─── Supplied entries

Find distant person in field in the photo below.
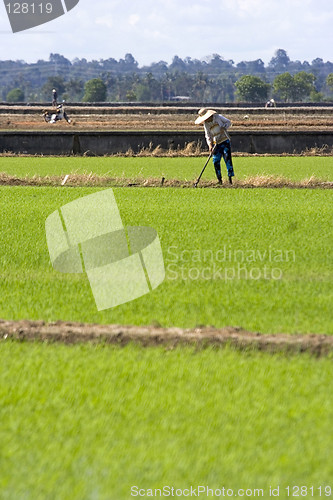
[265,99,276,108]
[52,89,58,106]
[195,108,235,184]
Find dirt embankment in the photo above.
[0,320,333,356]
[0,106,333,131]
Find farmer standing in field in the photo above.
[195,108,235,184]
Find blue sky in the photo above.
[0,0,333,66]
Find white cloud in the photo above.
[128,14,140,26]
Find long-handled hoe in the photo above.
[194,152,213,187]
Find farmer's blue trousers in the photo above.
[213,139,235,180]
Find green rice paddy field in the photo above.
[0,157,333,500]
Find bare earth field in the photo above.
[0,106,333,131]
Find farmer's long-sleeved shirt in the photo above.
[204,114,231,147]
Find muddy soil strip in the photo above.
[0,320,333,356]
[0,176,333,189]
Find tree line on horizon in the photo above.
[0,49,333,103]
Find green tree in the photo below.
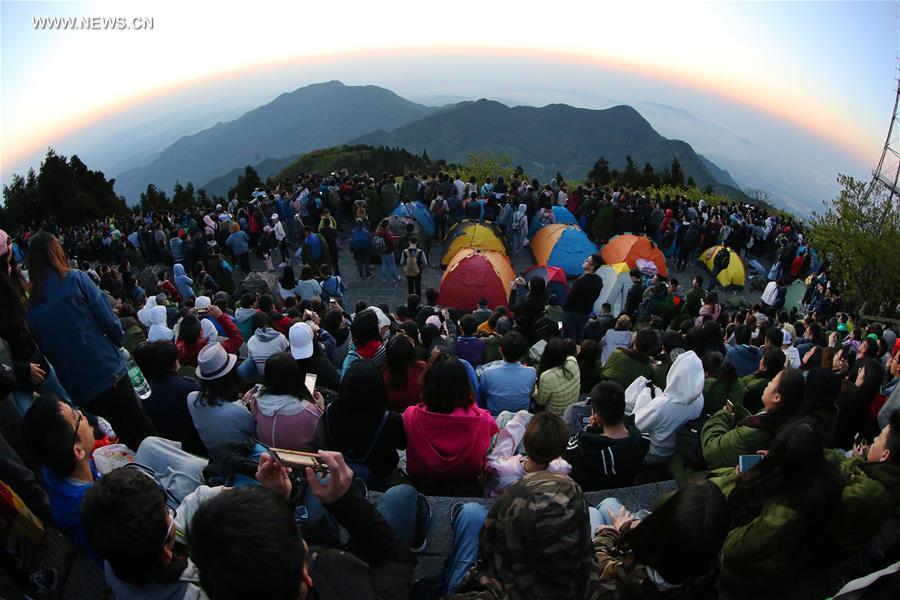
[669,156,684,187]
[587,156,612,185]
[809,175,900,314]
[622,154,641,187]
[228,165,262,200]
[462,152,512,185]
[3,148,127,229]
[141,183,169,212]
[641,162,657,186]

──────
─── Supplied entries

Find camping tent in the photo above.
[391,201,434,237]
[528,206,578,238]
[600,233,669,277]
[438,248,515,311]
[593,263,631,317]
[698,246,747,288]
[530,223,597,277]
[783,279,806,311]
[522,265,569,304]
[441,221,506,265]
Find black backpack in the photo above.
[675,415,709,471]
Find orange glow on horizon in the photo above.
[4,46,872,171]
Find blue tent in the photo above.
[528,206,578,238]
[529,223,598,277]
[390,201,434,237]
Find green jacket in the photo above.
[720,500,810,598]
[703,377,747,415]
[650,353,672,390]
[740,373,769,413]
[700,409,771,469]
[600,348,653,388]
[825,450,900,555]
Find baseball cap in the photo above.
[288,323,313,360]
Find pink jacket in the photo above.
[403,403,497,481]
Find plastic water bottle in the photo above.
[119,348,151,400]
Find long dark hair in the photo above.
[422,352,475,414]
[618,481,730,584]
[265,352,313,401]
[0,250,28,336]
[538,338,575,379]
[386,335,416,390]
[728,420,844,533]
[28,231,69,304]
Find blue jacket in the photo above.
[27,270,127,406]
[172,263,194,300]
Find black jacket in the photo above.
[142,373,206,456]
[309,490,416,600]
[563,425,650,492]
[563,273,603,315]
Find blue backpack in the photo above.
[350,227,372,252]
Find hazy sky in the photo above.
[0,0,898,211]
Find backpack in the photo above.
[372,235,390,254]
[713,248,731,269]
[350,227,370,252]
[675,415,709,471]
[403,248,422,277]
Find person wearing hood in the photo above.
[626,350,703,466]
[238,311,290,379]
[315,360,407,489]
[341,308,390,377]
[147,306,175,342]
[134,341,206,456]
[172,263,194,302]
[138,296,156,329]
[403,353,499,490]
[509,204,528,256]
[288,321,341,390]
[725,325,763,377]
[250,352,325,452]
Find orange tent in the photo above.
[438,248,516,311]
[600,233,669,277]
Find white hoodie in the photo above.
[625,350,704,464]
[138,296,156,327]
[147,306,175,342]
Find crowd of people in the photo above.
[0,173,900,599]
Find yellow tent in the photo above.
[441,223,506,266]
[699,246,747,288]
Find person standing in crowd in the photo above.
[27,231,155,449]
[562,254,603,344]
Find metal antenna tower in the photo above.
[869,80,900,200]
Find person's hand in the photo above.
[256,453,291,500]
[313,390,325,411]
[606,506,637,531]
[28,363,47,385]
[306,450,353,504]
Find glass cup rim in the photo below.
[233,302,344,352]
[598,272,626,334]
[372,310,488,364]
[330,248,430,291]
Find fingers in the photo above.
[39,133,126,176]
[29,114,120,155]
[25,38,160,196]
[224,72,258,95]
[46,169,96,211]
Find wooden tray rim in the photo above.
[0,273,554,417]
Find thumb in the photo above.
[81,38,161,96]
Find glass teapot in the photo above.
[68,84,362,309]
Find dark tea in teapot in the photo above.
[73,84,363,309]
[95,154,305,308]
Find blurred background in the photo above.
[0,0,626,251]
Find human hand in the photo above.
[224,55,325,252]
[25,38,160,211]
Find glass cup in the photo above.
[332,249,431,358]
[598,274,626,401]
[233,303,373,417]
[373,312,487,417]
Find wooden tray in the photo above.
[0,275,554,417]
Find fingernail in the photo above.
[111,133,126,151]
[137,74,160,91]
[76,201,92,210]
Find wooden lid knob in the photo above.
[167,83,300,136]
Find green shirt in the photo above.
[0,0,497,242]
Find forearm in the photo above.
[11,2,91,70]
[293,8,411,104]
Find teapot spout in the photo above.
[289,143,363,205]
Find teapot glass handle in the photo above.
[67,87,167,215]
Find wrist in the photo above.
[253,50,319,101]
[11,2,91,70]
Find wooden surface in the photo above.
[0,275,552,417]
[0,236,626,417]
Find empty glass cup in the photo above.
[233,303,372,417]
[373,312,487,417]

──────

Reproduce the data from the line containing "Find dirt embankment in the photo above." up to and including the line containing "[641,162,657,186]", leaving out the pictures.

(Task output)
Find dirt embankment in the photo above.
[0,320,333,356]
[0,106,333,131]
Find farmer standing in field in the photo above.
[195,108,235,184]
Find blue sky in the photo above.
[0,0,333,66]
Find white cloud in the photo above.
[128,14,140,26]
Find long-handled hoe in the photo above.
[194,152,213,187]
Find farmer's blue trousers in the photo above.
[213,139,235,180]
Find green rice paddy field in the photo above.
[0,157,333,500]
Find bare earth field in the photo above.
[0,106,333,131]
Find farmer's long-sleeved shirt in the photo above.
[204,114,231,147]
Find muddy soil strip in the photo above.
[0,320,333,356]
[0,176,333,189]
Find tree line on horizon in the photo above.
[0,49,333,103]
Find green tree in the photo below.
[669,156,684,187]
[587,156,612,185]
[809,175,900,314]
[622,154,641,187]
[228,165,262,200]
[462,152,512,185]
[3,148,127,229]
[141,183,169,212]
[641,162,657,186]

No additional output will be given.